* _MATERIAL FOR THIS TASK_:

=======

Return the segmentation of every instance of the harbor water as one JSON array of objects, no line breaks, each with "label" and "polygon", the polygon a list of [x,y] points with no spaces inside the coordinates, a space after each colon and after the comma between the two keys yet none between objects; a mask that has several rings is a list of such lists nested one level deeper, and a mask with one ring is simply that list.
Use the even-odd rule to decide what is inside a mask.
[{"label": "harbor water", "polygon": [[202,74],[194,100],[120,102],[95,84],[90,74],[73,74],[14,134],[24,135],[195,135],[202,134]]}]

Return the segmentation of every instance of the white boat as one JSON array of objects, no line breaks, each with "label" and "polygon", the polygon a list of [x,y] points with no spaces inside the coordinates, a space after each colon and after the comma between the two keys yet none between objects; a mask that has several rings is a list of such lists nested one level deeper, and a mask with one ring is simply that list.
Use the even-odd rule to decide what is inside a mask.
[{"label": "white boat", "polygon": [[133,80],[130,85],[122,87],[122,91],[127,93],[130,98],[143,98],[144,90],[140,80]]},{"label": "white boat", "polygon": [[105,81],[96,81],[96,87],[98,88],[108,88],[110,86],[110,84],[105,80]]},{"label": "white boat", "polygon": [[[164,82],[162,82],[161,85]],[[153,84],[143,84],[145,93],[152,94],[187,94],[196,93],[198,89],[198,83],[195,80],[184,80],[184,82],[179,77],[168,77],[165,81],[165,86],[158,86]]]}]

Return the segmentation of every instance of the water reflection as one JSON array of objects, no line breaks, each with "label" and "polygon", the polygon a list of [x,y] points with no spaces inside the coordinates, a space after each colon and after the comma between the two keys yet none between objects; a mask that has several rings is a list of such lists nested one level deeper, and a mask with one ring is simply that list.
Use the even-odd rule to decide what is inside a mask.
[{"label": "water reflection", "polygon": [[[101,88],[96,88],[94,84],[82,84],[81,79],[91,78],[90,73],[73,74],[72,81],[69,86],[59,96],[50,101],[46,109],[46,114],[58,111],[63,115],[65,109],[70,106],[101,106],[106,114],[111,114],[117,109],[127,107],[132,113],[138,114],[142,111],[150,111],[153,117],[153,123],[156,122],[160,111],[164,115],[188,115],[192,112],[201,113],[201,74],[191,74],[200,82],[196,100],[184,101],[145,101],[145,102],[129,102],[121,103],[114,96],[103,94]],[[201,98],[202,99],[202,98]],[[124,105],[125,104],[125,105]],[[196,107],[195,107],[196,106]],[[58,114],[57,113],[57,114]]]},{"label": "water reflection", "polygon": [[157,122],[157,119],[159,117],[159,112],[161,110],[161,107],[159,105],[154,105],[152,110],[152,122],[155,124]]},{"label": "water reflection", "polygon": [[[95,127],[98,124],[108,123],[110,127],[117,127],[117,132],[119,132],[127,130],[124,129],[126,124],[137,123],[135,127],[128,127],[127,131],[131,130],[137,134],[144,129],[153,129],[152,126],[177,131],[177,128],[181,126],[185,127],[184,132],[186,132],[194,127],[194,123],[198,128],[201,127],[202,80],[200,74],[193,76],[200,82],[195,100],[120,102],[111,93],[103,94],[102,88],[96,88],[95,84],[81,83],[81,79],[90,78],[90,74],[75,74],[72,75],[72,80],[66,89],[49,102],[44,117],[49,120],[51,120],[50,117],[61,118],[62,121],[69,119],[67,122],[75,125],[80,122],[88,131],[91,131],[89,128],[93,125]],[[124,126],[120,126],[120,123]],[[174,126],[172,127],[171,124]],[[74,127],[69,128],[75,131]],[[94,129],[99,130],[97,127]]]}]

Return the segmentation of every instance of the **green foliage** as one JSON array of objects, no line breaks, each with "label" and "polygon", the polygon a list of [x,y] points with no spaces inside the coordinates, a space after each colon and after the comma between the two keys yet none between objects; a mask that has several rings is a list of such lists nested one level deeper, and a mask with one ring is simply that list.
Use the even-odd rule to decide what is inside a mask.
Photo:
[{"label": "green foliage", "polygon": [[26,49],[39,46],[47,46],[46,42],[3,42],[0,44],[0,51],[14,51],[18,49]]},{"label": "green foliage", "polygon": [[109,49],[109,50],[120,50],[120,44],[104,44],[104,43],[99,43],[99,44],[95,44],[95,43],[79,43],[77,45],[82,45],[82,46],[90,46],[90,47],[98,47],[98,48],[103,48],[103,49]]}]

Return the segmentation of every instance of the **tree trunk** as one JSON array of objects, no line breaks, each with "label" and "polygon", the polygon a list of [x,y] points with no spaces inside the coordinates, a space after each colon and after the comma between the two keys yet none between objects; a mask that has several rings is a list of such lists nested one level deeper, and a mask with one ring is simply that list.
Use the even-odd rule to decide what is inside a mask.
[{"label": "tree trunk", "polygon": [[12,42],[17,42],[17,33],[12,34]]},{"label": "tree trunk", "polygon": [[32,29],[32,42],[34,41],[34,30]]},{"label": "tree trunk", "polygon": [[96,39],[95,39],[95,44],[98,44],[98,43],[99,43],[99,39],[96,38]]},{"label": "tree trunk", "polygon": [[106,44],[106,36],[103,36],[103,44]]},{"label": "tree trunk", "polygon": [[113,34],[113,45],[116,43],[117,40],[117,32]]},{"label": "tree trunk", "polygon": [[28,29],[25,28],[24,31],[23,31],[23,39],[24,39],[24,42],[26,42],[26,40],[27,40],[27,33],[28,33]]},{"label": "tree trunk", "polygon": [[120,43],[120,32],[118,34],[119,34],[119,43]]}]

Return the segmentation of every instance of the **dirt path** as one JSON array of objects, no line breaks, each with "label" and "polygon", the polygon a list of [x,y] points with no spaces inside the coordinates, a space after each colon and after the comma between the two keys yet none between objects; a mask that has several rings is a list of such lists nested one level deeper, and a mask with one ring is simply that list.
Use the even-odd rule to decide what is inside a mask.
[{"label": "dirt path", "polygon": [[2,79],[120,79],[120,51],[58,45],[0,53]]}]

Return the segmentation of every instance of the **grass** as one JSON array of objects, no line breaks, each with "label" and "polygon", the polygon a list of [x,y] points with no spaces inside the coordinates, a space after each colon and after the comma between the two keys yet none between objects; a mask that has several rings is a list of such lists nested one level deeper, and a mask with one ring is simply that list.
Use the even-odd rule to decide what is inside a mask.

=======

Output the line containing "Return the segmentation of every instance of the **grass**" and all lines after it to the end of the records, exactly as given.

* _RESPONSE FOR THIS EXERCISE_:
Return the segmentation of every instance of the **grass** as one JSON array of objects, no line breaks, each with "label" and "polygon", the polygon a list of [x,y] points with no spaces inside the coordinates, a space after each colon and after the comma between the two keys yet none between objects; a mask that has several rings is a list of such lists nested one level deeper, and a mask with one ring is simply that list.
Use the even-odd rule to decide what is inside a mask.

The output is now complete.